What you will do:
What number of lines in the data below contain the string "flower"? Answer with that number alone.

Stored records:
»»

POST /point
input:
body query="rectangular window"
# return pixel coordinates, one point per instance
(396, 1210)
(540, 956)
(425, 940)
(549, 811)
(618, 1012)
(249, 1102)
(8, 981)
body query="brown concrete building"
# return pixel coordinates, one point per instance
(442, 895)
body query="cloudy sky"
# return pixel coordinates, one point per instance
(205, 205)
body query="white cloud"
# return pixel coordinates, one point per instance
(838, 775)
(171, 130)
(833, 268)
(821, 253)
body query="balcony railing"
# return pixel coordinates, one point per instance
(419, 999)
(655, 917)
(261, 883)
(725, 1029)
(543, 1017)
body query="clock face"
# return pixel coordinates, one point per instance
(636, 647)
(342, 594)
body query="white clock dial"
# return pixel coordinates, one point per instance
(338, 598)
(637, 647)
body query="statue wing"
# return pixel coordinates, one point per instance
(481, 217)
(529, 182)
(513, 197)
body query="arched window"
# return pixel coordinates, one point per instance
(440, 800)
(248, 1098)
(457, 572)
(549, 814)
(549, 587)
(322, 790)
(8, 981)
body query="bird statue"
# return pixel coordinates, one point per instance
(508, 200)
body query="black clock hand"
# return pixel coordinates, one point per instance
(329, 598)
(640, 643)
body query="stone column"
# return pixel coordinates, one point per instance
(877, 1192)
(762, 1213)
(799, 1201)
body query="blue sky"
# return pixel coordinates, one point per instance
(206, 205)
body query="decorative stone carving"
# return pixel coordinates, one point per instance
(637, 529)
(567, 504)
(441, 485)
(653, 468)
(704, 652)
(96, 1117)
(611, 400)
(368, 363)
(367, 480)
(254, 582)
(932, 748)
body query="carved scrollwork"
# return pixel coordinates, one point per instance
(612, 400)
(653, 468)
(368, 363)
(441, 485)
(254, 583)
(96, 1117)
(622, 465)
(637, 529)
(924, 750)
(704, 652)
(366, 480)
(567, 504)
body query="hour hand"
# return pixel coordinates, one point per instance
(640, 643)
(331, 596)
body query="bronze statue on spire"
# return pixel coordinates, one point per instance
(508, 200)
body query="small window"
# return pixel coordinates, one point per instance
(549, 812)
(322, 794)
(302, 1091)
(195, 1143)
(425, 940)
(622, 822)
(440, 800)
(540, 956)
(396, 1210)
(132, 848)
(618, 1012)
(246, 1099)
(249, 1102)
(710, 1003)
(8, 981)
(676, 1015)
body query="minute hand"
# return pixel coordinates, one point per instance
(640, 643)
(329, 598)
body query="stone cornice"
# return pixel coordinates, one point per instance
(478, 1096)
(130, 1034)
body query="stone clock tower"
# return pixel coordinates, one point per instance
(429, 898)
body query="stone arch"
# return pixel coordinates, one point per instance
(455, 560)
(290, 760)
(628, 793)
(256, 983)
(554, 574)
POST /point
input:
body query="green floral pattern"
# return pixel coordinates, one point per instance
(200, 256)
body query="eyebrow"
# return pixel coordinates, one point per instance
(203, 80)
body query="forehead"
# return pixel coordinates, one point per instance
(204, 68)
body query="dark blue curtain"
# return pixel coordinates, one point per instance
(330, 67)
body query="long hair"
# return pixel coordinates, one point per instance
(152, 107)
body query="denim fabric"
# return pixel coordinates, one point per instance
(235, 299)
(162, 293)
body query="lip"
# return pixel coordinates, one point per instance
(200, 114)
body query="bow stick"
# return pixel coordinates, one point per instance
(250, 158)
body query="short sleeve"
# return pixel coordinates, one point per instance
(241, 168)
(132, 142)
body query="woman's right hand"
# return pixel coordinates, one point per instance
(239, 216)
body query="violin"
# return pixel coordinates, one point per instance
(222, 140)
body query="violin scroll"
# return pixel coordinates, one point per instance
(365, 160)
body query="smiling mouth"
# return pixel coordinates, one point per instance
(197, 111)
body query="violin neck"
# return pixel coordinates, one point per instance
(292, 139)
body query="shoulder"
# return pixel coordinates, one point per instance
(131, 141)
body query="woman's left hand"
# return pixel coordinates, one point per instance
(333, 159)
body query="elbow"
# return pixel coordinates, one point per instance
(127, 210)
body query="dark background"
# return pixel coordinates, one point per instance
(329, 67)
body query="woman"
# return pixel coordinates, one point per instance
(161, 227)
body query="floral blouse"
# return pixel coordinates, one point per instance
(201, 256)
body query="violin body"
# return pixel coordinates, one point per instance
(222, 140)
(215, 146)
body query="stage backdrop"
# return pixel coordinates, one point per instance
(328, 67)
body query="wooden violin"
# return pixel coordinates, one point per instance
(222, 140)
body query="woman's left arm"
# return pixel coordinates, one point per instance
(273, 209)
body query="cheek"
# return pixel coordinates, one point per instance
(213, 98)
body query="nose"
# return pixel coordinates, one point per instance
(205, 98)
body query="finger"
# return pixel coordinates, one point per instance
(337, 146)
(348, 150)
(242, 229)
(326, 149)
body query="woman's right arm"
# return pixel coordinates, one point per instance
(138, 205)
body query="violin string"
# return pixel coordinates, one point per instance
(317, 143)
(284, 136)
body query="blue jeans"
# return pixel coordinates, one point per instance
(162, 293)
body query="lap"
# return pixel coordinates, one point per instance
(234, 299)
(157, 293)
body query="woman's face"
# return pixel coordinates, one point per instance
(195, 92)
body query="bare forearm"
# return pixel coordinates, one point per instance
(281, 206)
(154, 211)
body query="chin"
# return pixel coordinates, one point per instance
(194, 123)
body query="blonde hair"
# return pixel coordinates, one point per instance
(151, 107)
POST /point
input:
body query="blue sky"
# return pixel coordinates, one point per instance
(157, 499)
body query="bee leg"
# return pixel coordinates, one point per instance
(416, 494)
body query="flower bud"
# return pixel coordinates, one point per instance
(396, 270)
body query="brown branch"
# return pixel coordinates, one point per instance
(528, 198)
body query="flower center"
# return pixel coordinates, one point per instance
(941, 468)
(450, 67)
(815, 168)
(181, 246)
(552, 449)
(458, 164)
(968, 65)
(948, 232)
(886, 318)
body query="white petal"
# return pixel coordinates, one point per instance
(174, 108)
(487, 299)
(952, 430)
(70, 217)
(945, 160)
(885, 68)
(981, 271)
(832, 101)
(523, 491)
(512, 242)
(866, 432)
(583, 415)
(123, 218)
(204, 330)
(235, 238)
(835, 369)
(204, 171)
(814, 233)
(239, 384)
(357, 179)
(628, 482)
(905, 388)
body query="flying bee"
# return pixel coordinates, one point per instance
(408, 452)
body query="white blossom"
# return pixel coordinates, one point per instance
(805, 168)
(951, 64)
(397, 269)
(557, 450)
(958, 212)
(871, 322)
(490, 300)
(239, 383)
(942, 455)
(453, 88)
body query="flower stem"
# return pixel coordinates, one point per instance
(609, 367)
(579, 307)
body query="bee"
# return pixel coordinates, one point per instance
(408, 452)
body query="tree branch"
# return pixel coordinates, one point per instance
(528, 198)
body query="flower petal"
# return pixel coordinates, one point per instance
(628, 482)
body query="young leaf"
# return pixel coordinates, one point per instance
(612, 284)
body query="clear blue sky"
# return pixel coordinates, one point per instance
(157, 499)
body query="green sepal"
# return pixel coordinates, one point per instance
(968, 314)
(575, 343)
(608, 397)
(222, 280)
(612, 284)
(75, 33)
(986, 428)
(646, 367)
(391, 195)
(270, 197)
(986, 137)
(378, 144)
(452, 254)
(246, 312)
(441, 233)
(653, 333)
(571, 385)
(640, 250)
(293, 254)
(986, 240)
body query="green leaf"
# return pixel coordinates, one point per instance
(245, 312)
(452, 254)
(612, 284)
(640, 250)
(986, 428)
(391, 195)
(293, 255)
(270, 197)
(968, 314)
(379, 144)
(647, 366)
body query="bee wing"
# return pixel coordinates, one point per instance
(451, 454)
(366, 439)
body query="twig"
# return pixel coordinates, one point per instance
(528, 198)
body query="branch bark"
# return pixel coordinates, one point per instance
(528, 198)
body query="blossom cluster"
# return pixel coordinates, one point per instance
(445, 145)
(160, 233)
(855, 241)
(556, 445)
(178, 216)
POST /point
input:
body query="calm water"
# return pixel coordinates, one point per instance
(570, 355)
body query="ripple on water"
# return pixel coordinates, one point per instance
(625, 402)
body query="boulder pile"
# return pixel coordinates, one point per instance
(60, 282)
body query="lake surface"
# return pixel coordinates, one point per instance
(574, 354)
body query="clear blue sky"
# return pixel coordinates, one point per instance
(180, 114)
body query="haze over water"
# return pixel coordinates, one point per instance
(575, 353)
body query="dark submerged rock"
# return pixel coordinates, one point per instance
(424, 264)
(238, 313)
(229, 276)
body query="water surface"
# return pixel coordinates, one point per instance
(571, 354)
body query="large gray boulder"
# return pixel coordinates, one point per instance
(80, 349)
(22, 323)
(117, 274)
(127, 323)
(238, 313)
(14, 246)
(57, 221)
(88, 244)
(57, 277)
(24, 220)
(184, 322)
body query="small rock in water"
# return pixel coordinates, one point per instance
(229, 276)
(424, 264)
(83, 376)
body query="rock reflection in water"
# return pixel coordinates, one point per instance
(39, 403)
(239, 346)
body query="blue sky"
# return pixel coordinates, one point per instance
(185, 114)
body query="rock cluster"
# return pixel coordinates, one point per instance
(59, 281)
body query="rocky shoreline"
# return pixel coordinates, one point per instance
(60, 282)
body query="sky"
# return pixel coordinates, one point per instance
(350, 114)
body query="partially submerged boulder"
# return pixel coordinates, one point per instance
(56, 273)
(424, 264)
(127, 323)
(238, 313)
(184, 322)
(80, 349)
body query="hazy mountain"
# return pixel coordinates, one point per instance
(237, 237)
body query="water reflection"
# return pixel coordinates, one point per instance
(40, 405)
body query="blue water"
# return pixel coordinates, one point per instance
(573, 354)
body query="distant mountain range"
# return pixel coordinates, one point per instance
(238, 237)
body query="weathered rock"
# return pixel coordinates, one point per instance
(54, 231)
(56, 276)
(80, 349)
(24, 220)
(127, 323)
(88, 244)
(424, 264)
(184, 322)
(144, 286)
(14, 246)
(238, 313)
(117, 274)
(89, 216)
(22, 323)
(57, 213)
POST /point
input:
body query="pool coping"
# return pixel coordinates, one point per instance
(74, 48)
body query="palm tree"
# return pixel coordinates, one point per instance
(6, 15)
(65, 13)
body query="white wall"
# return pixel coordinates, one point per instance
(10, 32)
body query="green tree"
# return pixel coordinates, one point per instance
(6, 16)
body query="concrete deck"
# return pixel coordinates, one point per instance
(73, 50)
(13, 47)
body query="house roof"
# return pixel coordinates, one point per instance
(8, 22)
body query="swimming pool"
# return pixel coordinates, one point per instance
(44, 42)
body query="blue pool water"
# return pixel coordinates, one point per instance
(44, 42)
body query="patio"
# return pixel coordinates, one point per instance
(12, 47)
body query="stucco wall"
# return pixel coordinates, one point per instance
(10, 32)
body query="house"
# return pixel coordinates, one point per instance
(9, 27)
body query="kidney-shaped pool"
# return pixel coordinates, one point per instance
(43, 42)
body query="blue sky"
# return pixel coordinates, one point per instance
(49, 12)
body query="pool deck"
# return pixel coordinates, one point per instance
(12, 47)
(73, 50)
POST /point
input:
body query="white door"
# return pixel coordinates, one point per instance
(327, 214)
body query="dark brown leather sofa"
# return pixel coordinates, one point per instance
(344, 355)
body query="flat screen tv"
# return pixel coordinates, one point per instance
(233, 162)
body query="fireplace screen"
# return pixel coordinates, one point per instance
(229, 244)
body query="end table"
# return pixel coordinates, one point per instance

««

Response to the task:
4